#### [WHAT NEEDS TO BE DONE]
From the line that contains "Where can the white turbine" through the line that contains "Where can the white cloud", output every line of the listing below exactly and leave out all the rest.

#### [INFORMATION]
■ ■ ■ ■ ■ ■ ■

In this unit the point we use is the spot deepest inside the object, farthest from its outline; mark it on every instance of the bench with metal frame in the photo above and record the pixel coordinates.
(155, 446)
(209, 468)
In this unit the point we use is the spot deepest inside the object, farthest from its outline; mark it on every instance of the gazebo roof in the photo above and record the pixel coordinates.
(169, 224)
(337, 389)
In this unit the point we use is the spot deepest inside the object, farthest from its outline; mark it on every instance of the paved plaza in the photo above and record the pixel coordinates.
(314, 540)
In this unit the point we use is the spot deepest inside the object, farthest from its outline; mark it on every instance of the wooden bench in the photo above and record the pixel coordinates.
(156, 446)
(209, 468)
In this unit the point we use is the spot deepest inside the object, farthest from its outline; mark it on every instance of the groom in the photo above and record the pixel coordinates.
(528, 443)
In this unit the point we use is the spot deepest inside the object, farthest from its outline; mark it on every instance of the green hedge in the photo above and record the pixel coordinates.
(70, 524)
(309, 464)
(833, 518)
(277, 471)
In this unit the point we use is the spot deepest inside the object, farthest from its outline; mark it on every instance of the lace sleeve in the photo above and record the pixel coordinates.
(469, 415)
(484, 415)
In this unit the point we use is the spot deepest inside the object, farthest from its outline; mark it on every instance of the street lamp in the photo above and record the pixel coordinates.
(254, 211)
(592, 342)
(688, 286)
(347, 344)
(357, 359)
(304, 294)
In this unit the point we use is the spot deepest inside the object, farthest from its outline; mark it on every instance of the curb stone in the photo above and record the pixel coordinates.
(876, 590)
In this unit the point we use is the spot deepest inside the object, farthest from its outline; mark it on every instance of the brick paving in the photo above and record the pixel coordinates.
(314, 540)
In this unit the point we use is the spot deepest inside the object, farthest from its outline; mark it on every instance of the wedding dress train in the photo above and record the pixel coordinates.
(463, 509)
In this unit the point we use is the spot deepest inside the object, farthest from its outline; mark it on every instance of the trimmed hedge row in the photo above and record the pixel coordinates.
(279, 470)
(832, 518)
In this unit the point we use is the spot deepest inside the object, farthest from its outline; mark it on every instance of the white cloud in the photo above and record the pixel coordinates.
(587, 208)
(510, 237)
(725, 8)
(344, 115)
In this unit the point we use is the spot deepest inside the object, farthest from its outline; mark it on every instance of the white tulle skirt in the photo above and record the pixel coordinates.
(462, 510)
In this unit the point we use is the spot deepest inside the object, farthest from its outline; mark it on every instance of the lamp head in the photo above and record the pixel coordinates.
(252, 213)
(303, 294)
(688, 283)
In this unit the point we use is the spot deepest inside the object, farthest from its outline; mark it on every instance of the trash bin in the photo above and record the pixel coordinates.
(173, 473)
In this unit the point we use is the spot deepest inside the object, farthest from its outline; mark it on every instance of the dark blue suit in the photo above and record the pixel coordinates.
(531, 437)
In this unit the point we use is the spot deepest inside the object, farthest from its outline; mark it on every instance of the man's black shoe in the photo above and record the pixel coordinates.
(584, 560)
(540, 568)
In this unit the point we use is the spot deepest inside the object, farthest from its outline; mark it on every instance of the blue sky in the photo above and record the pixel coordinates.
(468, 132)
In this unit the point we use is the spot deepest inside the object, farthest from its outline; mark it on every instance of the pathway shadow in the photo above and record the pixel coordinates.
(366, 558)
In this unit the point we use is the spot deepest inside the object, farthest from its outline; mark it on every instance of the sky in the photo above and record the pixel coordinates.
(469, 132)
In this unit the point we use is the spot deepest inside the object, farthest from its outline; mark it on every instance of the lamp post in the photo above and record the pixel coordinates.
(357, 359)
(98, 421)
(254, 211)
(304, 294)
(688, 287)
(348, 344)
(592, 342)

■ ■ ■ ■ ■ ■ ■

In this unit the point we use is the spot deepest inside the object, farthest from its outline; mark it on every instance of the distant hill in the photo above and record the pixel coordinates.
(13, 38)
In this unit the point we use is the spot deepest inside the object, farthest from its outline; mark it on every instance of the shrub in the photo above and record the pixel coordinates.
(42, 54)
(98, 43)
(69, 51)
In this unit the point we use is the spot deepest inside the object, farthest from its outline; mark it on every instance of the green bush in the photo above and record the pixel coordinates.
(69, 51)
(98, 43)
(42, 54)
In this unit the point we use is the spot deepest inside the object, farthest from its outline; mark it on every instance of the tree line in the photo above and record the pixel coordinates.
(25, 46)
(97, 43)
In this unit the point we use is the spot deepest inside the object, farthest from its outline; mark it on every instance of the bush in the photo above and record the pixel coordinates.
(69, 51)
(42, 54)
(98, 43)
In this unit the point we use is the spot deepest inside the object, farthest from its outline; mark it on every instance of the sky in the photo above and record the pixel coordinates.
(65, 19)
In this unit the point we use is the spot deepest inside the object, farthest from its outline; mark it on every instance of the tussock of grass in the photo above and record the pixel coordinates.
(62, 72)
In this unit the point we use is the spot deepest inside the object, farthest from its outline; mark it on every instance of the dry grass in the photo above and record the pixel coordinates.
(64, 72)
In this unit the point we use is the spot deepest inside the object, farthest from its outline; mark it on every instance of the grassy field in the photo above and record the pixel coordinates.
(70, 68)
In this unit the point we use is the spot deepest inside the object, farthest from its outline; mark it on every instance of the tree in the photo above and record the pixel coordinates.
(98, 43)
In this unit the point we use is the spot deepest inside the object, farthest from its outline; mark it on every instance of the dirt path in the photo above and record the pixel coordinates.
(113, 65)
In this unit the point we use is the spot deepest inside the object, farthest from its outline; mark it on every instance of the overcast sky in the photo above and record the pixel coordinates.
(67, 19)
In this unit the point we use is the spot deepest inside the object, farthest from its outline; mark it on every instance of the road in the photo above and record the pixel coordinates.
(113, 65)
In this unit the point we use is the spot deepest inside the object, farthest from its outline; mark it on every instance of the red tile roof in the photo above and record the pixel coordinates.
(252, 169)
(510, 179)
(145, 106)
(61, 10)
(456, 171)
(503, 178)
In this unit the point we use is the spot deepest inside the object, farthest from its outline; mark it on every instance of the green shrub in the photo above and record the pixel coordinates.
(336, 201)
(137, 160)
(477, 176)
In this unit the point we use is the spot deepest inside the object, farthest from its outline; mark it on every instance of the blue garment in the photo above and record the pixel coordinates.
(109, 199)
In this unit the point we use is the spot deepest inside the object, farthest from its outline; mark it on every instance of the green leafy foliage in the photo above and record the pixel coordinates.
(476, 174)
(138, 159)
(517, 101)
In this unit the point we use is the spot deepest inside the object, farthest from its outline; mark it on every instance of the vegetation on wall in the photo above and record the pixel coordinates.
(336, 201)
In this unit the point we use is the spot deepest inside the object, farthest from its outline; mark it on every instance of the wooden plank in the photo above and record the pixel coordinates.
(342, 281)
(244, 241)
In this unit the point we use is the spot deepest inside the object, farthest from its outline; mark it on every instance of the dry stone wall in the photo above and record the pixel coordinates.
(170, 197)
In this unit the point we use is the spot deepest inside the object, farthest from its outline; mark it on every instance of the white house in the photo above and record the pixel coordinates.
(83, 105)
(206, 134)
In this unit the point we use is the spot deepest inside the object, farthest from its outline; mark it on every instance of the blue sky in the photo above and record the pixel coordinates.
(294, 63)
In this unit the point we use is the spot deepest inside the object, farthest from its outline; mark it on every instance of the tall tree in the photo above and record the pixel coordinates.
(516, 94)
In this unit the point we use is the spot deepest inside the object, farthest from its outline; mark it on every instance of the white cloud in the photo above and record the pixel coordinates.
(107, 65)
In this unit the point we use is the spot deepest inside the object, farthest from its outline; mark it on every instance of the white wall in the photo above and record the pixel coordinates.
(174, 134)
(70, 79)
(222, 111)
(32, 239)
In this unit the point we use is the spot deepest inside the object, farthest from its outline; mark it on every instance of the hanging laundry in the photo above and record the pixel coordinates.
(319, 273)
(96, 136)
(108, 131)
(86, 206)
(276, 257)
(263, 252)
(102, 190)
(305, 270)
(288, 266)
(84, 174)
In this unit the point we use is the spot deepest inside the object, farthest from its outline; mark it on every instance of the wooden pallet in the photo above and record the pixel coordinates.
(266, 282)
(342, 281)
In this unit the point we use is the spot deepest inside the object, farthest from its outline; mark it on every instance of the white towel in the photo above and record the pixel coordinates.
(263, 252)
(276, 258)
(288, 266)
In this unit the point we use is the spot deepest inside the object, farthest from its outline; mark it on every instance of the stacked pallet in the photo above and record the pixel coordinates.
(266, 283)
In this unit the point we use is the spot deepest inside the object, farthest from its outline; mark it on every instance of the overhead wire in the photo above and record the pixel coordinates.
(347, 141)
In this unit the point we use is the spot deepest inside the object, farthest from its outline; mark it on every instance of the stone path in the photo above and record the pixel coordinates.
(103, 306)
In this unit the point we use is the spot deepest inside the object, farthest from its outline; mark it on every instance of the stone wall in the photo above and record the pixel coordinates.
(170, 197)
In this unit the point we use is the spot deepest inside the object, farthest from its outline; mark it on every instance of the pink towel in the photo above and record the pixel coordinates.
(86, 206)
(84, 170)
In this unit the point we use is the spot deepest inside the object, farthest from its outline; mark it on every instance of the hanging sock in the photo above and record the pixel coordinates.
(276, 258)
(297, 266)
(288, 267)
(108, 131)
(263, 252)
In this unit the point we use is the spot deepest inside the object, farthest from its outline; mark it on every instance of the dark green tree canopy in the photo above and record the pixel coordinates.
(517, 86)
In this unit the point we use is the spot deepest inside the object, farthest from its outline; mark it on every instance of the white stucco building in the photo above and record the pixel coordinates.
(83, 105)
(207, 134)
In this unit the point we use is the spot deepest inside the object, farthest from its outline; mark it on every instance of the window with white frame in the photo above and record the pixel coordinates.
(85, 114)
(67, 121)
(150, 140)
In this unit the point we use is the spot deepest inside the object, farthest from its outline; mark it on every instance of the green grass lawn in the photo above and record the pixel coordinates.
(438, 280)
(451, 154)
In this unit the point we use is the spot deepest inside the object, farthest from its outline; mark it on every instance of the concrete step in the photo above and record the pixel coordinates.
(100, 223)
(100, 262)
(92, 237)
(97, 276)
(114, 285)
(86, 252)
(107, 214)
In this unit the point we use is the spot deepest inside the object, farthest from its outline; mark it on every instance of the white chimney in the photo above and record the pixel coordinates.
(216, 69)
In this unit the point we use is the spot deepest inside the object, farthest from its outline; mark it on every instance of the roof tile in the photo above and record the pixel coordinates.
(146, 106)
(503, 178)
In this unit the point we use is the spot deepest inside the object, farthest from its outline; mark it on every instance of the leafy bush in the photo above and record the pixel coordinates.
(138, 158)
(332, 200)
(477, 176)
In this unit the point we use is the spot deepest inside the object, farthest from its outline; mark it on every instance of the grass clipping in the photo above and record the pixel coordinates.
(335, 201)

■ ■ ■ ■ ■ ■ ■

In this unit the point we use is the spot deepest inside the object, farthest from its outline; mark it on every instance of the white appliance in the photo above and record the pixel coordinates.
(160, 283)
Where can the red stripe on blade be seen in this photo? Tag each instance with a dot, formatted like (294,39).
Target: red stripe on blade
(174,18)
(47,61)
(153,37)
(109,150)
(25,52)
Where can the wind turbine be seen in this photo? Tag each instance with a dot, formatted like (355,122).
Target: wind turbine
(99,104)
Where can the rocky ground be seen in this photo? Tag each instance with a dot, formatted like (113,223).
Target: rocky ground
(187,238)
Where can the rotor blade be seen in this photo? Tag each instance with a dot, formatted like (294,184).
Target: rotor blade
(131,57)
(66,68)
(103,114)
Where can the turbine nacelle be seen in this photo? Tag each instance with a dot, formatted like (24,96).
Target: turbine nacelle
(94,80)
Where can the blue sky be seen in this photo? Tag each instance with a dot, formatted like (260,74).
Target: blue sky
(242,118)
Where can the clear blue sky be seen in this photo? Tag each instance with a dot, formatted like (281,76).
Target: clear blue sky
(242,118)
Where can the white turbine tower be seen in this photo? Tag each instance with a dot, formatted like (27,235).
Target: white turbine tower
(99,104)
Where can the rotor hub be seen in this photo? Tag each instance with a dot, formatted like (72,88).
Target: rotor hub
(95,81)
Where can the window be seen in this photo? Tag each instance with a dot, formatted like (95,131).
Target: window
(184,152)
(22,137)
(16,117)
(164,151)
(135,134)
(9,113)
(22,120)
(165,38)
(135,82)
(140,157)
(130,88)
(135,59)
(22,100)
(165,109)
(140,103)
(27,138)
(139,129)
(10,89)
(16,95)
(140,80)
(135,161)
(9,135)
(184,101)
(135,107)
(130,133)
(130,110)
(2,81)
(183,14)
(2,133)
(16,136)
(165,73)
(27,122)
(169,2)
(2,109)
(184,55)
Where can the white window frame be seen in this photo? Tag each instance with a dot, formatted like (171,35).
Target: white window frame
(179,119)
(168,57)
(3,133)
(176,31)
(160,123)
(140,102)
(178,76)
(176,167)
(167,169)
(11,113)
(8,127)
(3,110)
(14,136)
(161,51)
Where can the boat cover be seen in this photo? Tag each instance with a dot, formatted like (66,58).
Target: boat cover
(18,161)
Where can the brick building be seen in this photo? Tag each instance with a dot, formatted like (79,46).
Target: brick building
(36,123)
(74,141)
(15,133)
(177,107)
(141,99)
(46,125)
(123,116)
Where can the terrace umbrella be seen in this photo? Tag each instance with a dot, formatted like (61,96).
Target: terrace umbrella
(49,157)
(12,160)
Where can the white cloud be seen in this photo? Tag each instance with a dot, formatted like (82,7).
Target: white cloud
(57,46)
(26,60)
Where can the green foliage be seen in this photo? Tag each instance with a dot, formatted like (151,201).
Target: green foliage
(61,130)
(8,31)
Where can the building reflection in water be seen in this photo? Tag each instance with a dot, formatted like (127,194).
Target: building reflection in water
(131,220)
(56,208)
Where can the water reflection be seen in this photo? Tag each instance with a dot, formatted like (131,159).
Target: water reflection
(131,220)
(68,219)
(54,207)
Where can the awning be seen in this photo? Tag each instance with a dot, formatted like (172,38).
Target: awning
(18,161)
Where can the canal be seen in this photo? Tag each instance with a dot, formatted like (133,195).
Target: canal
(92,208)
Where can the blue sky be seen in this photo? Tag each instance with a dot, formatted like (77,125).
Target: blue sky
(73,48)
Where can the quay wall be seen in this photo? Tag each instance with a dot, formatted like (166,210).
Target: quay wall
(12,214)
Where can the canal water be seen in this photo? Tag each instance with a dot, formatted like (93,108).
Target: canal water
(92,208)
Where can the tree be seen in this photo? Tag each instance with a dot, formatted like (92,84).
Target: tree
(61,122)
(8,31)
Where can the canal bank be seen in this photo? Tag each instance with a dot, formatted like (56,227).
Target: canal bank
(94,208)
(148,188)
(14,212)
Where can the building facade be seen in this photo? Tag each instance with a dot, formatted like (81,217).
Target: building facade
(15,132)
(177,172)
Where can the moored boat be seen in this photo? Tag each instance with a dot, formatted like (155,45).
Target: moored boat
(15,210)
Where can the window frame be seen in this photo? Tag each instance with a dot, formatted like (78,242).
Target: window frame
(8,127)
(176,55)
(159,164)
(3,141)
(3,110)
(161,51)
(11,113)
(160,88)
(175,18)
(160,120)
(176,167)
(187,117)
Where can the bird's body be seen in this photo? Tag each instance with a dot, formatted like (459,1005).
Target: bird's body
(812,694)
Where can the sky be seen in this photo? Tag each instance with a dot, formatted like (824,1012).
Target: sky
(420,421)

■ ■ ■ ■ ■ ■ ■

#### [ANSWER TO THIS PROBLEM]
Where can the white turbine tower be seen in this photo? Tag each instance with a dot, formatted like (27,235).
Target: white turbine tower
(99,104)
Where can the rotor hub be seen in this photo? Tag each instance with a dot, formatted like (72,88).
Target: rotor hub
(95,81)
Where can the window be seen in this photo? Tag each instance with a dot, formatted like (95,131).
Target: window
(184,152)
(22,137)
(16,117)
(164,151)
(135,134)
(9,113)
(22,120)
(165,38)
(135,82)
(140,157)
(130,88)
(135,59)
(22,100)
(165,109)
(140,103)
(27,138)
(139,129)
(10,89)
(16,95)
(140,80)
(135,161)
(9,135)
(184,101)
(135,107)
(130,133)
(130,110)
(2,81)
(183,14)
(2,133)
(16,136)
(165,73)
(27,122)
(169,2)
(2,109)
(184,55)
Where can the white window frame be seen in this photo? Tag each instance with a dot, formatted like (171,35).
Target: white window frame
(179,119)
(168,57)
(3,133)
(176,31)
(160,123)
(140,102)
(178,76)
(176,167)
(167,169)
(11,113)
(8,127)
(3,110)
(14,136)
(161,51)
Where can the boat cover be seen in this photo? Tag each instance with a dot, formatted like (66,58).
Target: boat cover
(18,161)
Where can the brick building be seen in this photo? Tag each instance with a dot, formatted like (79,46).
Target: brick building
(36,123)
(74,141)
(15,133)
(177,107)
(141,99)
(46,125)
(123,116)
Where can the terrace umbrella be seen in this photo? Tag each instance with a dot, formatted like (61,96).
Target: terrace umbrella
(49,157)
(12,160)
Where can the white cloud be seen in this photo? Tag each instance with a dot, formatted like (82,7).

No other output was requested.